[Required action]
Nothing before the line containing "Where can the soil clump" belongs in the answer; quote that line and all lines after it through the end of the material, word for word.

[Data section]
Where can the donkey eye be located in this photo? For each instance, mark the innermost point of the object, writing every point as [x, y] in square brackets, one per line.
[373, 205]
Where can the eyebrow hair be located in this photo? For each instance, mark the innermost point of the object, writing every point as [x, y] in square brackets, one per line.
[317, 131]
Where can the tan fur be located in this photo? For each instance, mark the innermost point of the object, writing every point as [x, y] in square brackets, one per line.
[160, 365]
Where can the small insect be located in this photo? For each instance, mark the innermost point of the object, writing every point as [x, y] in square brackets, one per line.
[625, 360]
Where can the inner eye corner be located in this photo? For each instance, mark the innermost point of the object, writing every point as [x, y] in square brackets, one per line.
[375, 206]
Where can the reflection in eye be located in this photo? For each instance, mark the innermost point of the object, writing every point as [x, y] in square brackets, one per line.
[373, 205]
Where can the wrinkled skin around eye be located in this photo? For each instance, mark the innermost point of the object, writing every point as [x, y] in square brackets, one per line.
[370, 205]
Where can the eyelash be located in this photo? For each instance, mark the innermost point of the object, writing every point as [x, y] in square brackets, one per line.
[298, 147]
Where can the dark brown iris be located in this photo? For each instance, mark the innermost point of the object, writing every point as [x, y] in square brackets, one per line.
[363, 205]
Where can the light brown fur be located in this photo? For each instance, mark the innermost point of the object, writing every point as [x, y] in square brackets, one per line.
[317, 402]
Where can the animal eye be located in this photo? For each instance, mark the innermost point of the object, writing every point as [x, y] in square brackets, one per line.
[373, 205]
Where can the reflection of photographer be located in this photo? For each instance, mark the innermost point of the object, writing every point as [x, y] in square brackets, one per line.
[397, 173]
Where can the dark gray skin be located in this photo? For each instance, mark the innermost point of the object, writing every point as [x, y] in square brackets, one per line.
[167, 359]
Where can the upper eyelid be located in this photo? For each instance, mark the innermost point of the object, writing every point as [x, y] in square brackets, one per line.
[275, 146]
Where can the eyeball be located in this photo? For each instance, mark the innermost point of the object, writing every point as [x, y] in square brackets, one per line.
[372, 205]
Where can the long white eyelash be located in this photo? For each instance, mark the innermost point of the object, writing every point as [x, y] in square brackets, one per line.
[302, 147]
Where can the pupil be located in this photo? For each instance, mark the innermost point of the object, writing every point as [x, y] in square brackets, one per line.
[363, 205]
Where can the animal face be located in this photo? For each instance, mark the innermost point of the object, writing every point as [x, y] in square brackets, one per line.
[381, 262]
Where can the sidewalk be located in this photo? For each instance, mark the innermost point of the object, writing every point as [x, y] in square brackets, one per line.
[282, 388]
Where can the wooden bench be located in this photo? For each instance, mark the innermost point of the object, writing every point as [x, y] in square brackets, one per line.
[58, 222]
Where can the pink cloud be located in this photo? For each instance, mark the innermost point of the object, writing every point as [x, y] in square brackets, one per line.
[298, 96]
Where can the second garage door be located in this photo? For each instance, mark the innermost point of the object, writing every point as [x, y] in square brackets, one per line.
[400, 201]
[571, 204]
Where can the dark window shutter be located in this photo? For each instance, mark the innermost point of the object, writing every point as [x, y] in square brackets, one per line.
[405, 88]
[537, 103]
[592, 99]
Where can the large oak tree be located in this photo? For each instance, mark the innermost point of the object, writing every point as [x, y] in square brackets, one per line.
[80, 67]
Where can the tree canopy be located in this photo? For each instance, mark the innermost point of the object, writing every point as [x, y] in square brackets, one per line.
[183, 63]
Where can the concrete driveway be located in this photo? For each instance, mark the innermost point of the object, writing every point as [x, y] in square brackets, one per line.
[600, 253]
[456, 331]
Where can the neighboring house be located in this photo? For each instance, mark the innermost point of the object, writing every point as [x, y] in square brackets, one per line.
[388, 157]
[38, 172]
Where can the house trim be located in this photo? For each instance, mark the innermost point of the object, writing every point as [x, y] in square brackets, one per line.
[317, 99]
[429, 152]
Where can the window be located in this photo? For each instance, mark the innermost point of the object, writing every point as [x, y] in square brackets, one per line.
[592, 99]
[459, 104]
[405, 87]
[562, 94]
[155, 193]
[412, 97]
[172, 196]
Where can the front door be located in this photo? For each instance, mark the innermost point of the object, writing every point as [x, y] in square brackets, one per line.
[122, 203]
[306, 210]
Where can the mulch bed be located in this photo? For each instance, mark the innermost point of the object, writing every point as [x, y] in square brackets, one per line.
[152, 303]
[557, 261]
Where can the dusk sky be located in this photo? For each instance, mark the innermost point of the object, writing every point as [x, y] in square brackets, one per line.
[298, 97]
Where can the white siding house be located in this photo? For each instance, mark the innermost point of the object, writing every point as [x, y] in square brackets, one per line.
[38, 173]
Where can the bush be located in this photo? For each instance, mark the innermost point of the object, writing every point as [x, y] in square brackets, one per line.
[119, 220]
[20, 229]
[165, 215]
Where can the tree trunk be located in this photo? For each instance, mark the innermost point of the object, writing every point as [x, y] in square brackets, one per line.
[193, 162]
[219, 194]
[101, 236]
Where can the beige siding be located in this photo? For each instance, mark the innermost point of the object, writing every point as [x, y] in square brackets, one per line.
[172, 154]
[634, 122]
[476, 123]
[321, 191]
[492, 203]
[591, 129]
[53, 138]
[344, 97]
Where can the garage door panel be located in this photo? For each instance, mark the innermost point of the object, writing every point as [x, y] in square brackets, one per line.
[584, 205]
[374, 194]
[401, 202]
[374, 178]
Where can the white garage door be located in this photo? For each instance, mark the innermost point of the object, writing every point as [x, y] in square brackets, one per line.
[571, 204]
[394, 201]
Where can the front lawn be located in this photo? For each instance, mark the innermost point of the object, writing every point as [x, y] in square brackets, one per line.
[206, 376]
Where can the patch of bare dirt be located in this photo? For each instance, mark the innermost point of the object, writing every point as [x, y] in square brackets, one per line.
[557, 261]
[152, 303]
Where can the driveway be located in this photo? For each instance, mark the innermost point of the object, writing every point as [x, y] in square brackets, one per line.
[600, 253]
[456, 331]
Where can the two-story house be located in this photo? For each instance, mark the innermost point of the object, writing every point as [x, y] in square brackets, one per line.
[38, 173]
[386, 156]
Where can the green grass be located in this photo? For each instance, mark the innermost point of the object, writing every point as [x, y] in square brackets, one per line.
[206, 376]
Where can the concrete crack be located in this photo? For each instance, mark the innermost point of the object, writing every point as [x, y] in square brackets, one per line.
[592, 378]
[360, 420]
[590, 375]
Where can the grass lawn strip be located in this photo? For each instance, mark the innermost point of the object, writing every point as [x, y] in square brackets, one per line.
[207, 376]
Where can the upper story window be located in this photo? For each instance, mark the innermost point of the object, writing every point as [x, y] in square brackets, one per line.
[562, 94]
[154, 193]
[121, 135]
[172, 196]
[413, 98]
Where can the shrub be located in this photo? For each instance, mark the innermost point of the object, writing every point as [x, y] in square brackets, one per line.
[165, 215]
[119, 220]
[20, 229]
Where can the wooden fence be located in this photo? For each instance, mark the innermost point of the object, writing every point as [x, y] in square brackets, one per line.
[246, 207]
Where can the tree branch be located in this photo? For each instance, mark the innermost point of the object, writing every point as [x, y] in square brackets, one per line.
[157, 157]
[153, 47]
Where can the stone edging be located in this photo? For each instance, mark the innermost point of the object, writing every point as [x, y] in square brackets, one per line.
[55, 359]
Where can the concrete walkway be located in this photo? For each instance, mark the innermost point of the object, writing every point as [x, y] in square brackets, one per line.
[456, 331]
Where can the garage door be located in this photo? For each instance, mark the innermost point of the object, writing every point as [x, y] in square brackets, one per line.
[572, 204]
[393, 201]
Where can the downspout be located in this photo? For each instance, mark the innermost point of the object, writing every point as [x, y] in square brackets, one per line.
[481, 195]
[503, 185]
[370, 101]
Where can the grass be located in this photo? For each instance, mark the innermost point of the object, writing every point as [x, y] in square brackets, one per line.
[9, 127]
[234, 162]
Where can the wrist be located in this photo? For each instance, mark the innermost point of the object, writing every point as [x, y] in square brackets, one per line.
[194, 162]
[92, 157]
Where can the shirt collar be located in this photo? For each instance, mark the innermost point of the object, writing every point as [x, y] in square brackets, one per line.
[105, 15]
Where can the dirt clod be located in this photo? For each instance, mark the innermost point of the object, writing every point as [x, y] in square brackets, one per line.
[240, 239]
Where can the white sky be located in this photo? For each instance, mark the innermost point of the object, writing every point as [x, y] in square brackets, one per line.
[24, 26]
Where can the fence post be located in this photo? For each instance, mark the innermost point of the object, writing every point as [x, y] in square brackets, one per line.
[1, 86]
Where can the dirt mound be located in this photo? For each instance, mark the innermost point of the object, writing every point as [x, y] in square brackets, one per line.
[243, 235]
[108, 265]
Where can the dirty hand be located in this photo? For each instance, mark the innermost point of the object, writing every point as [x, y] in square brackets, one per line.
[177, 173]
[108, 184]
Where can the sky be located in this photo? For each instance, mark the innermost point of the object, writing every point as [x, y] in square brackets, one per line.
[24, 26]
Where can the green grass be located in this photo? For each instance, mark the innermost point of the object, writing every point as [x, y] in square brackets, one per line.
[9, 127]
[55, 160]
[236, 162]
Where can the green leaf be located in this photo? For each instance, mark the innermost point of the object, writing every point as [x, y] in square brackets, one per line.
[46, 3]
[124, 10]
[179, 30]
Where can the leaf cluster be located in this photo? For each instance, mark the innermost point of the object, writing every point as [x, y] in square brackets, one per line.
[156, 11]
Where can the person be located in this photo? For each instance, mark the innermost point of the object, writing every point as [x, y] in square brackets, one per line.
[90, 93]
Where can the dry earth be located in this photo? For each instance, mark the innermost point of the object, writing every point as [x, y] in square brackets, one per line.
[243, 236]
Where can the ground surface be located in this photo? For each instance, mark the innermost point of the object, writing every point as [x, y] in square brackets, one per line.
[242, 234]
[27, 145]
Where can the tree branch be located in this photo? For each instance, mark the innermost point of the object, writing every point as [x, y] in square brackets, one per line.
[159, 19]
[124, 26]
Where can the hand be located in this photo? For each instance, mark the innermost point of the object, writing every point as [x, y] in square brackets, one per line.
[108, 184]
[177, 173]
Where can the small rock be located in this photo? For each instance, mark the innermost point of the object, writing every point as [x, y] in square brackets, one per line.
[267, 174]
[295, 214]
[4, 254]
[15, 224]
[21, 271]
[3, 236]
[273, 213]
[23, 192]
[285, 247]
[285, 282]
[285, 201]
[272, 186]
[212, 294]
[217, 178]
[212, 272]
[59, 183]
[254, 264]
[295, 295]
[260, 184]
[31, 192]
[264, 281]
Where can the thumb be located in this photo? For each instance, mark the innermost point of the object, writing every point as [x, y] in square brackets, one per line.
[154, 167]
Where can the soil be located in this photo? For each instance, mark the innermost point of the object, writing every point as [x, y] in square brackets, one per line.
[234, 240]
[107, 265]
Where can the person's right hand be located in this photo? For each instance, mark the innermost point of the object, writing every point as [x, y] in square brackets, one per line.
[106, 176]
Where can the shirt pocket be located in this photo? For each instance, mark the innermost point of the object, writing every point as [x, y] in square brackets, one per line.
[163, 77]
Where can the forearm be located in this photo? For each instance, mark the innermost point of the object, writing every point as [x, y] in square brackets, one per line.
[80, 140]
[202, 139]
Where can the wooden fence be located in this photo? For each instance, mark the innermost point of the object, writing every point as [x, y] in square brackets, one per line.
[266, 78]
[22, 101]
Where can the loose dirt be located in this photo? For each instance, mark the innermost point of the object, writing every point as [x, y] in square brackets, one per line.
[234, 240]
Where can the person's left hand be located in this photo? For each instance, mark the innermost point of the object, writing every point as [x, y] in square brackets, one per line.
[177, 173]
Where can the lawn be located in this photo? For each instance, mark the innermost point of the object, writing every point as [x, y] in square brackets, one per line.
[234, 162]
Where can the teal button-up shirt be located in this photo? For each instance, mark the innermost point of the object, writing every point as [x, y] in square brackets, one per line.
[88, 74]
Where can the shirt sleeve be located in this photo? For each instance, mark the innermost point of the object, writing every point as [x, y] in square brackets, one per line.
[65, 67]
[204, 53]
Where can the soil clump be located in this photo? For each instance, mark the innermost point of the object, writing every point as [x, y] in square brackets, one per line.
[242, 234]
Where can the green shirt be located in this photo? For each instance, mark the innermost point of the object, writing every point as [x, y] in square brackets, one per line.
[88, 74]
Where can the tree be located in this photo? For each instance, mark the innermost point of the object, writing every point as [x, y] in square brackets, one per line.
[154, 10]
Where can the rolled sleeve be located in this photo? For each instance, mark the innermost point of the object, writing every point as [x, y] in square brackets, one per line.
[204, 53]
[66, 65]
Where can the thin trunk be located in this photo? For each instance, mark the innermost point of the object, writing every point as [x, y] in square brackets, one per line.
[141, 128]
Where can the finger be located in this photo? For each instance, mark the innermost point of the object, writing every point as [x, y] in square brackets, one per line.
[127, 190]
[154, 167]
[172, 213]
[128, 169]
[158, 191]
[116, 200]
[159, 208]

[Reply]
Where can the soil clump be located in this photo? For each instance, mark the innermost point of the object, writing every point as [x, y] in square brackets, one per line.
[242, 234]
Where can the green shirt be located in this photo? For each instance, mark the innermost point of the object, writing every point as [x, y] in square brackets, one per line.
[88, 74]
Where can the tree be located in this photo? For each instance, mark the innermost point of the object, writing every point as [x, y] in square brackets, one per line.
[154, 10]
Where can the rolled sleeve be located in this photo? For each instance, mark the innermost point of the object, writing every point as [x, y] in square brackets, one per line.
[204, 53]
[66, 65]
Where can the thin trunk be located in this photo? For each instance, mark the innermost point of the object, writing every point as [x, y] in square brackets, one per line.
[141, 128]
Where can the finger be located in this photo? For each instance, mark the innermost point of the object, writing every point as [x, y] in square brackets, one per line.
[127, 190]
[154, 167]
[172, 213]
[128, 169]
[158, 191]
[116, 200]
[159, 208]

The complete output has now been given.